Exercise brief. Each line of the material, from the first through the one containing "Indicate one point for each instance of the bare", is to be written out exactly.

Data section.
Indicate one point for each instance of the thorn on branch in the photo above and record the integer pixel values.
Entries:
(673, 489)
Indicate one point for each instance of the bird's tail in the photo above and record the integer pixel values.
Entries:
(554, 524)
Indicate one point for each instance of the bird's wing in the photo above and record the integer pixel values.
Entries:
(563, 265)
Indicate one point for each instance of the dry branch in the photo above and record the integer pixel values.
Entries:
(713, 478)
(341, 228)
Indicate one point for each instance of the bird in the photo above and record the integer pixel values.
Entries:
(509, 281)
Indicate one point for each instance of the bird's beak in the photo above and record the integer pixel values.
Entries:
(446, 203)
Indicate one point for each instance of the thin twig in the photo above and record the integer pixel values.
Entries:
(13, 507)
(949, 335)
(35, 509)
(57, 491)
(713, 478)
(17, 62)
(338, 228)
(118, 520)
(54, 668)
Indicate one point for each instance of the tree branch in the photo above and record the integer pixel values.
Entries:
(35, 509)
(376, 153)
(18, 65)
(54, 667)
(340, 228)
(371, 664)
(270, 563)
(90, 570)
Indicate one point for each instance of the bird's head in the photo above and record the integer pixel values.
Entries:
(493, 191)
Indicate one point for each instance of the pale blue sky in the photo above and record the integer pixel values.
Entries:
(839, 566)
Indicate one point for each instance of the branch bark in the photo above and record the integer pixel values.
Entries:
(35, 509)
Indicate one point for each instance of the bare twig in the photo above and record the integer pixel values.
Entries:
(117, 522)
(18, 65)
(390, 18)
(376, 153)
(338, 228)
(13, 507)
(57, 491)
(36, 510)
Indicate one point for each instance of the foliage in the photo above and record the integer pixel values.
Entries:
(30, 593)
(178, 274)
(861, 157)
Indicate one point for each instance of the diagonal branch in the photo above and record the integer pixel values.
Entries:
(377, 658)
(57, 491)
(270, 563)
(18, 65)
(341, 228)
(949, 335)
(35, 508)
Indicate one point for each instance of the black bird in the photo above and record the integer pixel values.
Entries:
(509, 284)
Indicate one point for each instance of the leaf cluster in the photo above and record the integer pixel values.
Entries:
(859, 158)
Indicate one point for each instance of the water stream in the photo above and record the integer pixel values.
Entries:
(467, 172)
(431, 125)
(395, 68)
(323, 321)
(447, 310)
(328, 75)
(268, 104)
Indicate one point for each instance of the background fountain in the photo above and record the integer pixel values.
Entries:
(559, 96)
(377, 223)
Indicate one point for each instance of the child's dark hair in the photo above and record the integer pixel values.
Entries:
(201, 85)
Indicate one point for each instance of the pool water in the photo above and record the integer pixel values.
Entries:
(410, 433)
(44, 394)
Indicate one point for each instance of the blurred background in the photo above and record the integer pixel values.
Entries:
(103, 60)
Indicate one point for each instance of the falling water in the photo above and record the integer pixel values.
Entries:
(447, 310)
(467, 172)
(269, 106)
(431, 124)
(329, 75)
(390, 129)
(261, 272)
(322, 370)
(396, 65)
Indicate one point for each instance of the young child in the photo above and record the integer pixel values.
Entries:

Answer to the problem.
Indicate one point for each instance of the thorn on branch in the photo above and record the integer pixel values.
Entries:
(673, 489)
Indicate one point for each instance of the bird's tail in the photo above and record the integer pixel values.
Entries:
(554, 524)
Indicate one point for each instance of the bird's wing in the photo above and record the integer pixel values.
Entries:
(563, 265)
Indicate one point for each instance of the dry branch in the photo above and record the integer pixel values.
Entries:
(713, 478)
(341, 228)
Indicate one point for each instance of the bird in the photo above and record the integer pixel values.
Entries:
(509, 281)
Indicate one point for each instance of the bird's beak in the photo above and record the integer pixel values.
Entries:
(446, 203)
Indicate one point for each instance of the thin twig in the photo above and record the integer pixel values.
Entries:
(13, 507)
(949, 335)
(35, 509)
(57, 491)
(713, 478)
(17, 62)
(338, 228)
(118, 520)
(54, 668)
Indicate one point for each instance of the tree branch in the photo above and record the integer pixel values.
Entries:
(35, 509)
(376, 153)
(18, 65)
(54, 667)
(340, 228)
(371, 664)
(270, 563)
(90, 570)
Indicate one point for each instance of the bird's head in the photo above and record the integer pixel values.
Entries:
(493, 191)
Indicate one point for each instance of the pale blue sky in the photo above and record the integer pixel values.
Entries:
(839, 566)
Indicate one point for each instance of the branch bark in the photo above and record the integer pixel values.
Entries:
(35, 509)
Indicate one point for each instance of the bare twig in the photo above and record the integer pixel values.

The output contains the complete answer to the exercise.